Reproduce every entry below with each occurrence of "one marker" changed to "a single marker" and all other text left unchanged. Omit the pictures from the output.

• Provided material:
-- -- --
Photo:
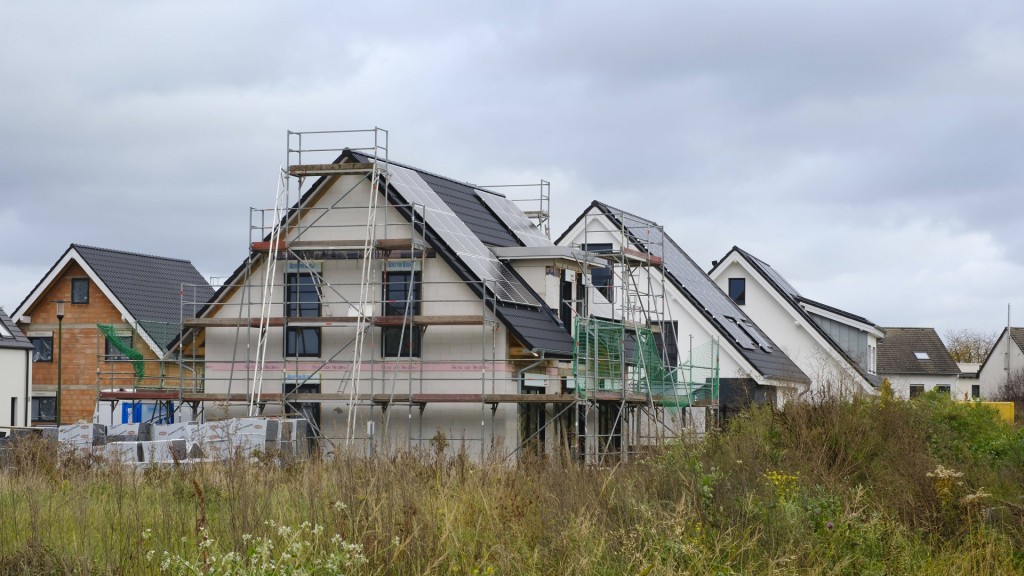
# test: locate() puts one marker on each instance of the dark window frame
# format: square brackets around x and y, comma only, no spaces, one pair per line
[603,280]
[302,299]
[399,298]
[76,290]
[668,348]
[35,348]
[37,414]
[737,290]
[112,354]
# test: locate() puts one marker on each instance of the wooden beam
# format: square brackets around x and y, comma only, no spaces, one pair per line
[322,169]
[278,322]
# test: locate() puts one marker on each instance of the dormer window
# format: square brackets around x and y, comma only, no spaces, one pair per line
[79,290]
[737,290]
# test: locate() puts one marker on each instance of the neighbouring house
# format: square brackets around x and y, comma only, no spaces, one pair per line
[700,326]
[915,361]
[1004,363]
[399,310]
[15,374]
[121,313]
[838,350]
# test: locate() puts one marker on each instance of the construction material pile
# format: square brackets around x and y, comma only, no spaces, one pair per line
[147,444]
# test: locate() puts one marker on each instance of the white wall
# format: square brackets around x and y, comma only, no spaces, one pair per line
[15,374]
[993,374]
[596,230]
[791,332]
[901,384]
[455,359]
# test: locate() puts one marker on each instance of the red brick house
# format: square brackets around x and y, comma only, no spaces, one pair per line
[137,296]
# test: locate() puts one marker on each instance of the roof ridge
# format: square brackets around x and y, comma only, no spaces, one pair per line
[626,212]
[76,246]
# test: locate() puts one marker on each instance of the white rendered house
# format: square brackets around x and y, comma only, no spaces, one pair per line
[915,361]
[836,348]
[1004,362]
[15,374]
[693,312]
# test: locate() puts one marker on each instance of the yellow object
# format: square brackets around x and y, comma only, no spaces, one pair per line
[1006,410]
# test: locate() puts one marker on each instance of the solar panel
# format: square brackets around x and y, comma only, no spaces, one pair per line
[513,217]
[460,239]
[650,238]
[776,277]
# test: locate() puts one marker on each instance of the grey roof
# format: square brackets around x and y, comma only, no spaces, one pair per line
[897,353]
[148,287]
[1016,336]
[795,299]
[707,297]
[538,328]
[16,339]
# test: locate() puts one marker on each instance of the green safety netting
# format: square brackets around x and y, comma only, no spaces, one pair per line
[138,366]
[607,356]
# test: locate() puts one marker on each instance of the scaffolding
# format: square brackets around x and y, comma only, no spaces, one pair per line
[631,384]
[333,312]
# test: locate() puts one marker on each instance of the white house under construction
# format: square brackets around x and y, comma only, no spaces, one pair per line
[395,307]
[701,325]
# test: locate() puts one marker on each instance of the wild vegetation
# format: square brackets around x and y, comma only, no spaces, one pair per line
[838,487]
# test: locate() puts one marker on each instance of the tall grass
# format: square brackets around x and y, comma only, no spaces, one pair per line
[891,487]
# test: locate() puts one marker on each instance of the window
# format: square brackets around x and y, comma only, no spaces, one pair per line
[667,340]
[302,341]
[79,290]
[42,348]
[44,409]
[302,300]
[604,282]
[111,352]
[737,290]
[401,297]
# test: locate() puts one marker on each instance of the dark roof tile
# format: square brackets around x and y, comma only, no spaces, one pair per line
[16,338]
[148,287]
[898,353]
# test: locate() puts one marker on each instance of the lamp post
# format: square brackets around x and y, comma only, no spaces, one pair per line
[59,304]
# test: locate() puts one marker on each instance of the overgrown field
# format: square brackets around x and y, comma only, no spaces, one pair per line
[879,487]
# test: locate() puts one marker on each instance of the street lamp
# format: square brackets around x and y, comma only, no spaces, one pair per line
[59,353]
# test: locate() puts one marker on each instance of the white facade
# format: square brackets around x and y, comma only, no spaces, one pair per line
[468,358]
[828,369]
[15,376]
[1005,360]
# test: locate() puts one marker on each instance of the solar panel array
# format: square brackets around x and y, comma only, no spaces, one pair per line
[775,277]
[523,228]
[460,239]
[690,277]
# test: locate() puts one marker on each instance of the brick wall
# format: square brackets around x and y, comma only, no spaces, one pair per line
[83,367]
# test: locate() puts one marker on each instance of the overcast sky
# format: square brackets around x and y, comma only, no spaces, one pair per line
[872,152]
-- -- --
• Expected output:
Photo:
# test: locate() puts a single marker on each instance of the dark window frame
# format: square brackets around x and y, comma only, no spaces, one pair per line
[603,280]
[302,299]
[399,298]
[76,290]
[668,348]
[35,348]
[37,414]
[737,290]
[112,354]
# test: locate() puts a single marker on each instance of the wooden beam
# format: square brackets around x and y, comma only, no spaces, one pair per line
[322,169]
[278,322]
# test: locate() puts a single marker on each instance of the dormer window
# format: square brackets around x and y, comma only, no spaces, one pair per line
[79,290]
[737,290]
# test: locate() puts a single marker on each instance of the neighbouring house
# format: square brackets around x and y, comma only, no spaces, one pair per line
[700,326]
[915,361]
[1004,363]
[399,310]
[15,374]
[121,313]
[838,350]
# test: locate() puts a single marker on each instance of the construction material pile
# format: square brackets around x and y, comma only, no spaces, one pair per line
[147,444]
# test: locate() puts a single marker on each instance of the white wall
# format: square brackets around x and y, comma only, no spaces, one pair per line
[15,374]
[993,374]
[596,230]
[791,332]
[901,384]
[455,359]
# test: locate() puts a single marker on each instance of the red brick house
# format: square brackets around x and y, comma only, no spaces, one pair per line
[137,296]
# test: locate() puts a single marker on each instance of the roof ridge
# format: square brackets around x and y, comma only, no spaces, one pair per line
[626,212]
[76,246]
# test: locate() puts a single marker on each instance of the white rendered house
# format: square brackets around x and y, comma only, no spaces, one pair per line
[915,361]
[836,348]
[1004,362]
[15,374]
[693,312]
# test: locate() puts a single marker on each instance of the yellow object
# format: square brackets around x and y, comma only, no spaces, one pair per line
[1006,410]
# test: locate() puts a single marker on each instance of the solar panel
# format: square brackets around x and y, comma only, no spaces, one pair per line
[513,217]
[460,239]
[650,238]
[776,277]
# test: locate() puts a single marker on each instance of the grey roof
# format: square brackets around x and y, comma only, no spaces, one pair per line
[897,353]
[148,287]
[1016,336]
[795,299]
[707,297]
[538,328]
[16,339]
# test: locate() puts a single marker on each instance of the green safety netting
# format: square brackets around x and y, comma only, no spaces, one pair per line
[138,366]
[607,356]
# test: locate() puts a single marker on each instance of the scaffolding
# format: square brackets around x and y, comma only, no spaces, one pair per line
[631,384]
[333,312]
# test: locate() puts a single marker on each instance of the white house under construction
# format: square brackets around x and y, comma only, no spaces, one pair per line
[395,307]
[701,325]
# test: locate() puts a single marker on each instance of the wild vegetation
# format: square brackets around x and y, comma only, no spaces, one pair per line
[838,487]
# test: locate() puts a single marker on each instance of the tall grass
# format: square brackets around x and y, comma only, no spaces, one pair per line
[891,487]
# test: locate() puts a single marker on each instance of the window
# format: square brackets around x and y, comma only, no spaces, one pair per line
[667,340]
[302,341]
[79,290]
[42,348]
[44,409]
[302,300]
[604,282]
[111,352]
[737,290]
[401,297]
# test: locate() puts a single marker on each instance of the dark roof tile
# format: square brackets around x and y, comma only, no spaces, one pair per line
[16,338]
[148,287]
[898,353]
# test: locate() puts a single marker on each instance of the lamp post
# format: square brackets around x and y, comma only, no spaces, one pair per line
[59,304]
# test: locate() puts a single marker on each instance of the overgrown field
# format: square brackets around x and y, comma only, no spaces, one pair per line
[879,487]
# test: locate() puts a single marker on each instance of the street lamp
# format: square brackets around x and y, comma only, no spaces, one pair per line
[59,353]
# test: locate() puts a single marker on each instance of the white facade
# format: square brackets around x and y, comma only, no spaces, one pair per line
[468,358]
[828,369]
[15,376]
[1005,360]
# test: locate() puts a single marker on each instance of the solar panel array
# format: square brackets around x and y, comma only, no spaces, one pair per line
[775,277]
[523,228]
[460,239]
[690,277]
# test: locate() puts a single marker on each instance of the brick wall
# format: square brackets around x and y, comma only, no spaces, one pair per line
[83,367]
# test: locate() puts a single marker on each instance of the overcast sky
# format: square brackets around x and y, comma only, no spaces, one pair per line
[872,152]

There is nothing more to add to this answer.